*EXERCISE*.
Could you reproduce every line of the records below word for word, leaving out the pictures?
------------------------
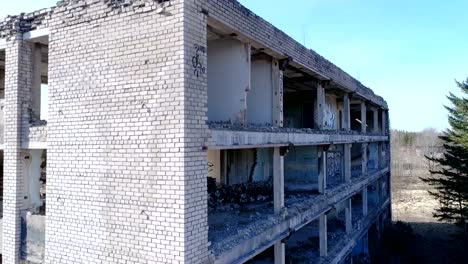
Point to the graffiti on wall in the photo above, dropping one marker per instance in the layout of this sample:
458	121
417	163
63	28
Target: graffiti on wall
334	164
198	63
330	113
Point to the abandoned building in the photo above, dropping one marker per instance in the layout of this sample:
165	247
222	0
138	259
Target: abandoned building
183	131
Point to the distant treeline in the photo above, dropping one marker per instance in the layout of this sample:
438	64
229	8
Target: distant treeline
428	138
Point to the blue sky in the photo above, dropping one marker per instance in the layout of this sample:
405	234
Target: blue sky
409	52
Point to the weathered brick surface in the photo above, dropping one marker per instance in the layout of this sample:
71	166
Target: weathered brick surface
17	82
234	15
126	171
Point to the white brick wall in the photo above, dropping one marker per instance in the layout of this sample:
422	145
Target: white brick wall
126	171
17	82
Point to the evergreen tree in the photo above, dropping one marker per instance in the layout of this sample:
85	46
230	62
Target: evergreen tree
450	175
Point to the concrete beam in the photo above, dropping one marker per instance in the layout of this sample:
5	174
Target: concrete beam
348	245
34	145
323	235
230	139
278	180
363	117
36	34
245	249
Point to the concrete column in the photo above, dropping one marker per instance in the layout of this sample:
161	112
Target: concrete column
244	111
364	158
384	122
37	81
379	156
346	113
18	83
323	235
278	180
277	80
320	106
34	179
348	216
364	201
322	170
375	115
363	117
280	253
347	162
379	192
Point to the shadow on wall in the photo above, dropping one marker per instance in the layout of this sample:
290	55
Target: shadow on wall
428	243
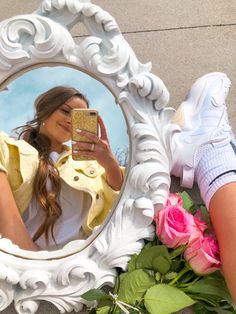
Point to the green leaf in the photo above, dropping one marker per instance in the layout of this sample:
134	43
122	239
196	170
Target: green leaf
95	294
200	308
103	310
178	251
171	275
164	299
134	285
187	201
132	263
146	257
161	264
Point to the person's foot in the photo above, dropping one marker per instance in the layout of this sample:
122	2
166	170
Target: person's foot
203	120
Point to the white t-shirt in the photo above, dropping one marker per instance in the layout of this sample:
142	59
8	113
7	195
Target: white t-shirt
74	205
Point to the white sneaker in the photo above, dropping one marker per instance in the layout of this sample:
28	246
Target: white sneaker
203	120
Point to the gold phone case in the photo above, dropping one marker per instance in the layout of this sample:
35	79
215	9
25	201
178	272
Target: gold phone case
83	119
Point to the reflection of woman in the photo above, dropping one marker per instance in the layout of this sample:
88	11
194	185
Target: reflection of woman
46	195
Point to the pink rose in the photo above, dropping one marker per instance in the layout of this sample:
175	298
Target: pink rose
174	199
202	254
200	223
174	225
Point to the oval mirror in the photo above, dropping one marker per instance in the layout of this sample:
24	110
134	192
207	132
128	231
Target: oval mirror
17	108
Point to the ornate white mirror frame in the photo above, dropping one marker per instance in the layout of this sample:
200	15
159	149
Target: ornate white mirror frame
34	40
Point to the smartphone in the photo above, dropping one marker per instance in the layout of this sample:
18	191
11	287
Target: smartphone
83	119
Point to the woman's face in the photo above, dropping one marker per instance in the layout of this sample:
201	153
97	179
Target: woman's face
57	127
------------------------
*TASK RESPONSE*.
Point to the graffiti on wall in the photo above, dropping one marker per instance in the layout of this sample:
458	121
417	163
63	28
Target: graffiti on wall
334	164
198	63
330	113
Point to the abandoned building in the photo above, dropping one marker per instance in the layout of this sample:
165	247
222	0
138	259
Target: abandoned building
183	131
Point to the distant treeline in the photo above, dropping one marker per instance in the layout of this sample:
438	64
229	8
Target: distant treeline
428	138
Point to the blue sky in the photo above, dropping one marker per instance in the layout of this sample:
405	234
Target: blue sky
409	52
Point to the weathered brick surface in the photo above, dropping one marker per instance in the layout of this sample:
71	166
Target: weathered brick surface
17	82
234	15
126	171
Point to the white brick wall in the photo above, dropping one marker per instance in the layout of this sample:
422	145
Target: white brick wall
126	171
17	82
Point to the evergreen tree in the photo above, dropping one marker per instance in the layout of this sample:
85	46
230	62
Target: evergreen tree
450	175
Point to the concrete beam in the photo above, dropping one marker per instance in the layout of this sample:
5	174
Target: concrete beam
348	245
34	145
323	235
230	139
278	180
363	117
36	34
245	249
Point to the concrete column in the photo above, dropping one marker per instance in the layout of this sample:
161	112
Target: concrete column
244	111
364	158
384	122
37	81
379	156
346	113
18	83
323	235
278	180
277	80
320	106
34	179
348	216
364	201
322	170
375	115
363	117
280	253
347	162
379	192
Point to the shadow on wall in the photo above, dropping one marker per instance in the layout of this sample:
290	55
Target: shadow on wall
428	243
Point to the green leaf in the photo above, dropping one marker per instance in the layout of this sample:
134	43
122	239
196	170
Target: green leaf
95	294
200	308
103	310
178	251
171	275
164	299
134	285
187	201
132	263
146	257
161	264
Point to the person's foot in the photo above, dropping one marker per instance in the layout of this sample:
122	2
166	170
Target: person's foot
203	120
Point to the white t-shirt in the photo above, dropping one marker per instance in the layout of this sample:
142	59
8	113
7	195
Target: white t-shirt
74	205
Point to the white sneaker in the photo above, dropping one marker per instance in the layout of this sample:
28	246
Target: white sneaker
203	120
Point to the gold phone case in the photo above, dropping one marker per instance in the layout of this sample:
35	79
215	9
25	201
178	272
Target: gold phone case
83	119
Point to the reflection of woman in the photo above, dropping one marker per instance in the layout of this sample:
88	11
194	185
Target: reflection of woman
46	195
Point to the pink rose in the photo above, dropping one marker per instance in the layout of this sample:
175	298
Target: pink rose
174	199
202	254
200	223
174	225
Point to the oval mirror in the photo above, dropping one marker per instance in the layout of this sample:
24	110
134	192
207	132
128	231
Target: oval mirror
17	108
Point to the ornate white mirror frame in the photo above, dropping one marker per instance in the layout of this sample:
200	15
159	149
Target: ornate white mirror frame
34	40
Point to the smartphone in the photo above, dropping one marker per instance in the layout of this sample:
18	191
11	287
Target: smartphone
83	119
Point to the woman's face in the photo above, dropping one marker per instance in the layout of this sample:
201	153
97	179
Target: woman's face
57	127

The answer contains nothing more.